▶ _The problem_
Put everything from the line containing "Reviewer note: confirm that each instance of the bird shadow" down to the line containing "[(712, 351)]", both lines included, into a two-column CSV with the headers instruction and keypoints, one row per entry holding its text and its answer. Wrap each field in quotation marks and replace any line breaks inside a field with spaces.

▶ _Records for the exercise_
== == ==
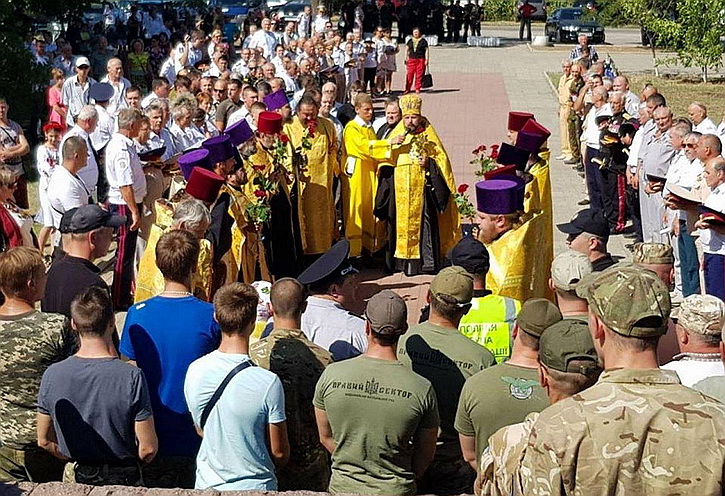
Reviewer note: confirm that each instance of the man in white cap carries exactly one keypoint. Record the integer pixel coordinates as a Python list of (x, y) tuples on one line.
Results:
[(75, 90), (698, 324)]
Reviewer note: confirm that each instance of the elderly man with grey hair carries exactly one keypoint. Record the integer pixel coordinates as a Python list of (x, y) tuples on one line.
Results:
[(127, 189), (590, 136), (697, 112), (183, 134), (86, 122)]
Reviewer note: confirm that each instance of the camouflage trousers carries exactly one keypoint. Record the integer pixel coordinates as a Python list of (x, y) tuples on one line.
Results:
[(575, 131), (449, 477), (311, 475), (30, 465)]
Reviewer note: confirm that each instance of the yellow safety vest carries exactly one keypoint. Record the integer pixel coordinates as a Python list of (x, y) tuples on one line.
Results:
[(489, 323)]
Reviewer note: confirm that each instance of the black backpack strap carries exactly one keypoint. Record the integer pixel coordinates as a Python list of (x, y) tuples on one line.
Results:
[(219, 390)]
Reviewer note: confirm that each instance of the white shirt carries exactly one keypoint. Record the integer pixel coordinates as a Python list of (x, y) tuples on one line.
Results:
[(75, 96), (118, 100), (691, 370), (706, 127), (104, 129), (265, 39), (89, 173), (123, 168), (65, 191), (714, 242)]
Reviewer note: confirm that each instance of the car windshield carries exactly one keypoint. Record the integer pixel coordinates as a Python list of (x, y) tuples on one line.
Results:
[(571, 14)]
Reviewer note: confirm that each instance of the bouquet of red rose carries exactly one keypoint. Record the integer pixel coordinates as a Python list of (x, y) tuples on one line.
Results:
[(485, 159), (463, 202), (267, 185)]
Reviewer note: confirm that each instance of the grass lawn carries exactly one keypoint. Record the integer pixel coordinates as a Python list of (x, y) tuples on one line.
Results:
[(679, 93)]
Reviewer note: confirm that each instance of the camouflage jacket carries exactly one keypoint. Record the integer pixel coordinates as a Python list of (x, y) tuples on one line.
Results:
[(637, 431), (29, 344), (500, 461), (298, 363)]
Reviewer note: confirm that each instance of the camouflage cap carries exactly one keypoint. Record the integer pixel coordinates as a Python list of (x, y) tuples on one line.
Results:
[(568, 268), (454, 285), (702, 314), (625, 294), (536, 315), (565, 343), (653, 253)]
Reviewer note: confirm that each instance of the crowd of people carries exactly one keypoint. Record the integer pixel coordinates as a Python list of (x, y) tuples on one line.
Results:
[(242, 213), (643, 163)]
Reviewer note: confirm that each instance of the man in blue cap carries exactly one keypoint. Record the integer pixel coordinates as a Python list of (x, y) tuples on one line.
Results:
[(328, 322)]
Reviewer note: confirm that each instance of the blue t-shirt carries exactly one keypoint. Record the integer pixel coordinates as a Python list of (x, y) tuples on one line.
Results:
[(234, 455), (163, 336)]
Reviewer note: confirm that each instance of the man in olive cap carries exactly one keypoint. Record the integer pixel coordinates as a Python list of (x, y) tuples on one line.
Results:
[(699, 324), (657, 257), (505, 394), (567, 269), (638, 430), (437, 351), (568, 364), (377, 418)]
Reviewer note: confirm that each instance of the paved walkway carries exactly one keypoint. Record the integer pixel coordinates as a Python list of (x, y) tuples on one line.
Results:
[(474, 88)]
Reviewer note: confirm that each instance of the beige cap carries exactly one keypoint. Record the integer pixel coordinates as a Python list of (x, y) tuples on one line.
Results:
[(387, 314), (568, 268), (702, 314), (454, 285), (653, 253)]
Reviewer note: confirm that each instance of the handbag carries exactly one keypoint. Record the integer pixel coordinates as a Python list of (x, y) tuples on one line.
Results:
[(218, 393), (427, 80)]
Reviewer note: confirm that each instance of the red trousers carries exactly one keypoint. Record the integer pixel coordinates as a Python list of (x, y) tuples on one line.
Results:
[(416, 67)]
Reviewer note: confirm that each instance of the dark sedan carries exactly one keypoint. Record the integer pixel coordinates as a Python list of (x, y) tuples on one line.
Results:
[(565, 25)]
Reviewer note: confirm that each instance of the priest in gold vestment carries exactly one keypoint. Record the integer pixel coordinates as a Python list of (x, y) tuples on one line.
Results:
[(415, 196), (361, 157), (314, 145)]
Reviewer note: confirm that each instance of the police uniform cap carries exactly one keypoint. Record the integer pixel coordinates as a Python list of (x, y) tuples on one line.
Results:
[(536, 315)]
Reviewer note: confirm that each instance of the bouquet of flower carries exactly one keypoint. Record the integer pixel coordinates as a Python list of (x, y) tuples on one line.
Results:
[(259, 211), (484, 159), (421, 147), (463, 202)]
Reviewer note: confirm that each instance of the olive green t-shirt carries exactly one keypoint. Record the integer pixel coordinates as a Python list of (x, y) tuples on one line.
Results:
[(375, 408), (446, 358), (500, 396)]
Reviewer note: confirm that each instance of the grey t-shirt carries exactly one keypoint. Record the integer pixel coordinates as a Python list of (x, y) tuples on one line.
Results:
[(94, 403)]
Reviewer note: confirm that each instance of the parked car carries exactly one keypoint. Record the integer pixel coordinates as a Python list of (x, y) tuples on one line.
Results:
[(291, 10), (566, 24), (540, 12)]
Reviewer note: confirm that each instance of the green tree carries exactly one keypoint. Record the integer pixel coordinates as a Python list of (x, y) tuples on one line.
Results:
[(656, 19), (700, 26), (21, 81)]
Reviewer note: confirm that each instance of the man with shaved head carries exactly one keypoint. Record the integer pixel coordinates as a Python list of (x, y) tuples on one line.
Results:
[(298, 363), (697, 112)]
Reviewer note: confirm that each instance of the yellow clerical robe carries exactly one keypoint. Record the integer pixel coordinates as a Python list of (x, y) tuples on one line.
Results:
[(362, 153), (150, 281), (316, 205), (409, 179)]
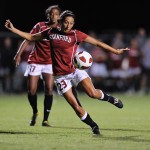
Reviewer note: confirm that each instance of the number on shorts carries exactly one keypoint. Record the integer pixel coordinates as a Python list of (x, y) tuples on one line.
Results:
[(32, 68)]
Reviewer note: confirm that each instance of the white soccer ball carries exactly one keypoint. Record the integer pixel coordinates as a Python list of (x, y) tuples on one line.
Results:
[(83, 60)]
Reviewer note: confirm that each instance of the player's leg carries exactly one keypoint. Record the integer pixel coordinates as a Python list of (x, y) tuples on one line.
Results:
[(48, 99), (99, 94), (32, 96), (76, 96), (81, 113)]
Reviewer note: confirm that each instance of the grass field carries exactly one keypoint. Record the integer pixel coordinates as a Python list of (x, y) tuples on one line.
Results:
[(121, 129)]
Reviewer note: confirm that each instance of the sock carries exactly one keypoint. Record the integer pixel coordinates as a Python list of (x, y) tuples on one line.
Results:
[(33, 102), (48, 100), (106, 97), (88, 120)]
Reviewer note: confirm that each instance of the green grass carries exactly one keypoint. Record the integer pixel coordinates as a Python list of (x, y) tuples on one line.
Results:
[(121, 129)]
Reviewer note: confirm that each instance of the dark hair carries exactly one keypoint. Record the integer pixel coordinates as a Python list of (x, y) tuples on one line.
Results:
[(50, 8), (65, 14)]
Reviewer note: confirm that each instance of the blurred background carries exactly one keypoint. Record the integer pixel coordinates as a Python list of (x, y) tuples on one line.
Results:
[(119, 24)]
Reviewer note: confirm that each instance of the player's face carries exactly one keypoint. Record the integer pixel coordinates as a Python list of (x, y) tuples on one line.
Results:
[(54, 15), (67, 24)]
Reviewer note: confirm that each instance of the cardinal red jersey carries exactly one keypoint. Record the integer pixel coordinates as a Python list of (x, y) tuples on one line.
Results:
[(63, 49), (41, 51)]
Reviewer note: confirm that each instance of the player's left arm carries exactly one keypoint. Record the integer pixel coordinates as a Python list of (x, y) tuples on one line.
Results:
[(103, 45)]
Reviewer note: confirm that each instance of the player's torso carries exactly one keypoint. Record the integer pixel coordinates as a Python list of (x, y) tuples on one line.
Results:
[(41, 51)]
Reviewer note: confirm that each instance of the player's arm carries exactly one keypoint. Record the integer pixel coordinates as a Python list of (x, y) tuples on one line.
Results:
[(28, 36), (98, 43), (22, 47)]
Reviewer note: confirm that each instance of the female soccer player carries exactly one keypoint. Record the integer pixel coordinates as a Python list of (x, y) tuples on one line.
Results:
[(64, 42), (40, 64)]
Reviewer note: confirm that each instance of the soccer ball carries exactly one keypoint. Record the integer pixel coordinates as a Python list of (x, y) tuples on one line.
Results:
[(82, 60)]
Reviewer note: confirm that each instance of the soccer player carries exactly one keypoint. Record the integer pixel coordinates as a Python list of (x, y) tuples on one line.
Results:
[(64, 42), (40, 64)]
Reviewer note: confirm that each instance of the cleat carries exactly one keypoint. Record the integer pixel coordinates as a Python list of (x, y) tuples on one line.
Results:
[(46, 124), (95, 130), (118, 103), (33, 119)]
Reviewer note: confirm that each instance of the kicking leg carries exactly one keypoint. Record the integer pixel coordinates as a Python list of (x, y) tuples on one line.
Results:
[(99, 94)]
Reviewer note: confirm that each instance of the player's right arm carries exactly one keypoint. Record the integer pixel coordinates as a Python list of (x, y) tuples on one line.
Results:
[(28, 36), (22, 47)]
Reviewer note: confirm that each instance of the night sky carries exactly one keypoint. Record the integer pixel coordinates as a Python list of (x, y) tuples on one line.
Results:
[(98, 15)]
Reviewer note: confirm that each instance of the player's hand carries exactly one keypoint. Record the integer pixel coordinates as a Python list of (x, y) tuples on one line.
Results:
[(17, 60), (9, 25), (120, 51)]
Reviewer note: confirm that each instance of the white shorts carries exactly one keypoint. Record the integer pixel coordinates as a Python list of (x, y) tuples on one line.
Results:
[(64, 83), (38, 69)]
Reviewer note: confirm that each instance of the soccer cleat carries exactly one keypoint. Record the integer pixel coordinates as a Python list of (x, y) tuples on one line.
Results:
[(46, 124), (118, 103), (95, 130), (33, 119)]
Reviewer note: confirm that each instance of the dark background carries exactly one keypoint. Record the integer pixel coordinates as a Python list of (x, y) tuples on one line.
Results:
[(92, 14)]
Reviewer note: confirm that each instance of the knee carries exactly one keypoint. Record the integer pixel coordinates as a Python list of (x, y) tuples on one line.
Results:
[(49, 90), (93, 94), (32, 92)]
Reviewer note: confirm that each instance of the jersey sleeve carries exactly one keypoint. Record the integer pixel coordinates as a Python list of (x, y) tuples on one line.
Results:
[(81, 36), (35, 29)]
== == ==
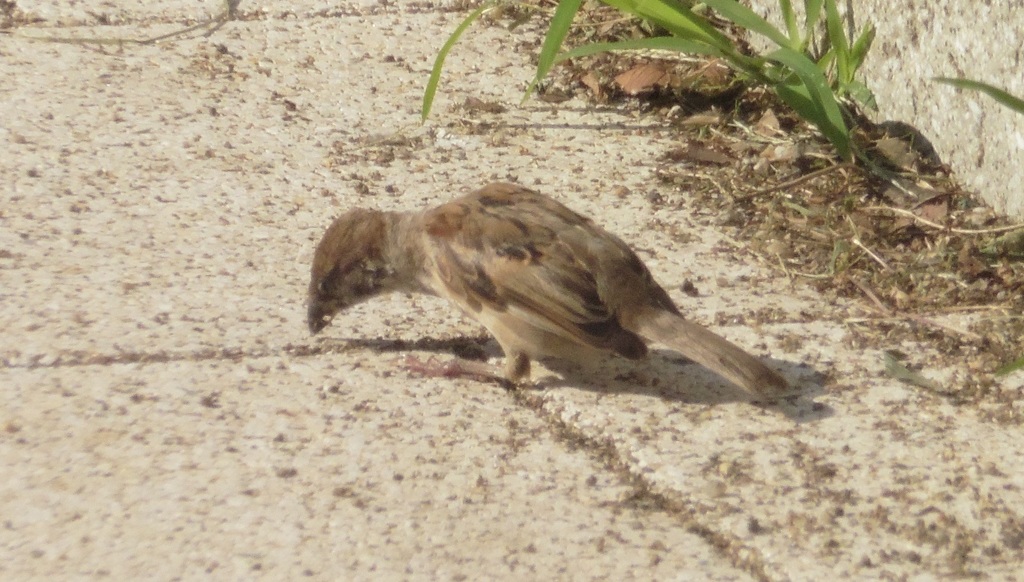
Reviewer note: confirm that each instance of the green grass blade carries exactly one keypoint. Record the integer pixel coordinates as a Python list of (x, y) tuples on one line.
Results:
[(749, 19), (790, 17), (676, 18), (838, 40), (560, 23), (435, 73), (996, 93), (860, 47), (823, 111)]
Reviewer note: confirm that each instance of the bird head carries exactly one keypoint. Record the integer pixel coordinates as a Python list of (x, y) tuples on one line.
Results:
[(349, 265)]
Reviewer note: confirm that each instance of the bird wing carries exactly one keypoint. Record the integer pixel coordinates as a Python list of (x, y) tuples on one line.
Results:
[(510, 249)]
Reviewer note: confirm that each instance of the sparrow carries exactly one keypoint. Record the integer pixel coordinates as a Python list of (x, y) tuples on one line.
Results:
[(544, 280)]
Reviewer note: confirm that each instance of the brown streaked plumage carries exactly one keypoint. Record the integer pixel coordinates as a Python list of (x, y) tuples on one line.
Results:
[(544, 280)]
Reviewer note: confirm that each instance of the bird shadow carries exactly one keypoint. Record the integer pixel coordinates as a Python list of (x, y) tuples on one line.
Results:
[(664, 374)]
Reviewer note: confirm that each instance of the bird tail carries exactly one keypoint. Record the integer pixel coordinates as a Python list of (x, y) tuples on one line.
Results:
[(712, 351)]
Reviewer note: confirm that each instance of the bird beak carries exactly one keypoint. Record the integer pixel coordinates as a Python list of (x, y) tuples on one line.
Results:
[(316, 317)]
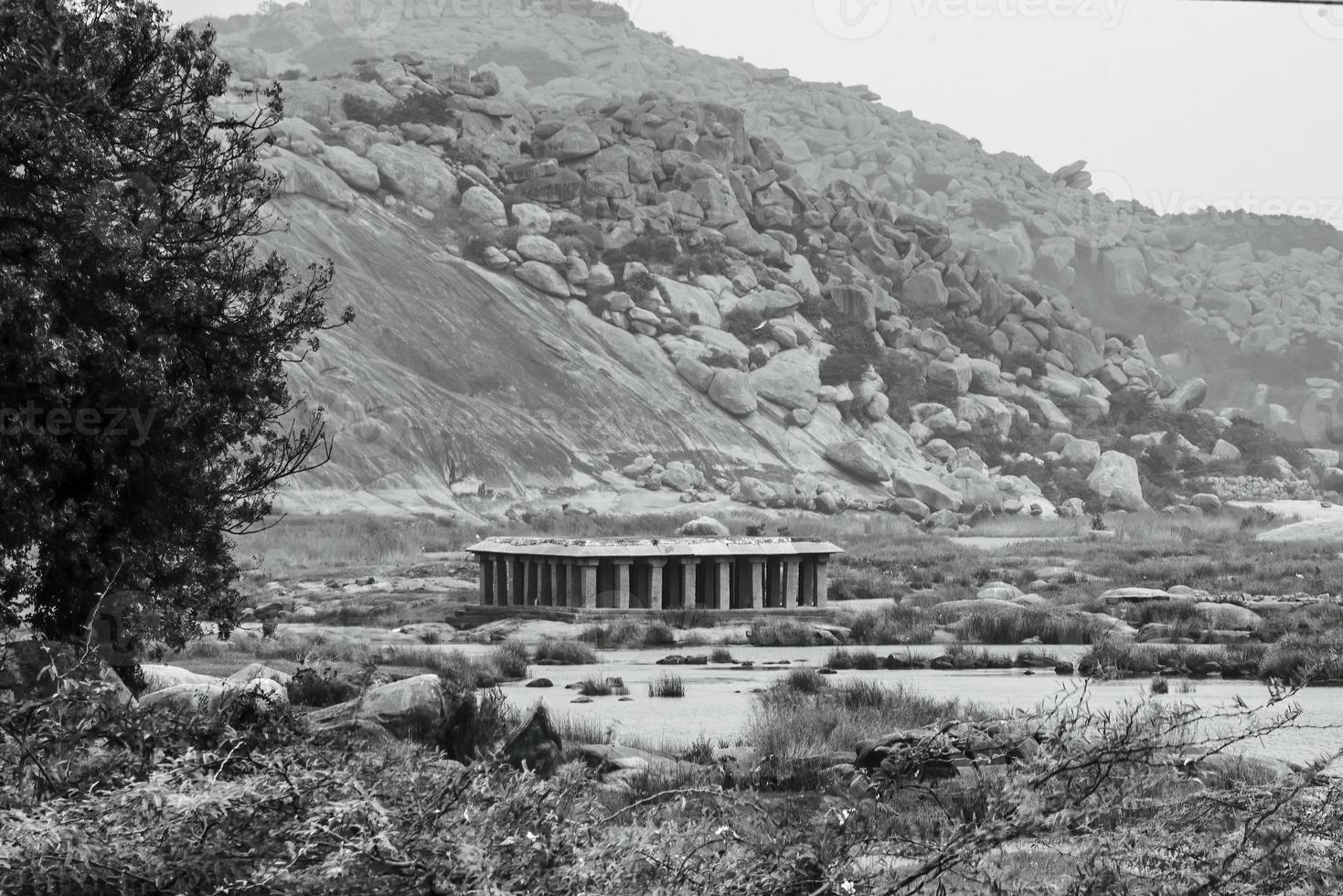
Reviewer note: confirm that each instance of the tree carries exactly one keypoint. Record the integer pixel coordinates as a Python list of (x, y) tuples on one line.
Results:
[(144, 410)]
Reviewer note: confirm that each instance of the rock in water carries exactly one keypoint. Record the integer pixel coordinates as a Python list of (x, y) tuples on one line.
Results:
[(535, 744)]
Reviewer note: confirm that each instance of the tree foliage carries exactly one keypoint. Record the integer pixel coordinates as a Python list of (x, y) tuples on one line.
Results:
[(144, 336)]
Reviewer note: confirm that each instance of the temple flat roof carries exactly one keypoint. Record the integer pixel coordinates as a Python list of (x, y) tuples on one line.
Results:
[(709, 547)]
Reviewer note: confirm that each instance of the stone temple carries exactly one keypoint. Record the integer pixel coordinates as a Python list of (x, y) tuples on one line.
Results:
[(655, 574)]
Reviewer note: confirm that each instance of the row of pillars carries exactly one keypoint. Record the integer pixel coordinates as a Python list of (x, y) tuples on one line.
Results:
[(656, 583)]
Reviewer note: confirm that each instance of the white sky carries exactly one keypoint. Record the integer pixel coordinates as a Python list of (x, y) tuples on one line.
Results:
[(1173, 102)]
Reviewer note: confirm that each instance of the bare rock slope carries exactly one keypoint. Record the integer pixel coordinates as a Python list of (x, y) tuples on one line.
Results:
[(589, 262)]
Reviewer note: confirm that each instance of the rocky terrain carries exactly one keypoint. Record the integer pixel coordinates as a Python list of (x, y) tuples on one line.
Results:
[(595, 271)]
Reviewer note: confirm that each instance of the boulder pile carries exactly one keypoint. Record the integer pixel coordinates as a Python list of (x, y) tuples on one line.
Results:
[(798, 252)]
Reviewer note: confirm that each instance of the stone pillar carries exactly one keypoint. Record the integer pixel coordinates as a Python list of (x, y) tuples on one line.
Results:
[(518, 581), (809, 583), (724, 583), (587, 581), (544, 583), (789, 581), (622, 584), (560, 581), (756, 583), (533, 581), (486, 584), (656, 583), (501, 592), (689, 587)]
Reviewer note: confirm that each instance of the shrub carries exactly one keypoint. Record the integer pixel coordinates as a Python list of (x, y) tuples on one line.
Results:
== == ==
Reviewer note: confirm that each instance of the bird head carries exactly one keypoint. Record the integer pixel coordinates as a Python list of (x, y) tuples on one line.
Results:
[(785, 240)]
== == ==
▶ _Worked solution_
instruction,keypoints
"Reviewer note: confirm that each instance of the bird shadow carries exactly one keypoint. Record the integer pixel coordinates as a Python list of (x, y) tuples on one line. Results:","[(664, 374)]"
"Reviewer note: confirm that each instance of the bird tail carries exactly one keypoint. Record the integer pixel coordinates as a Python list of (x, y) tuples on one line. Results:","[(712, 351)]"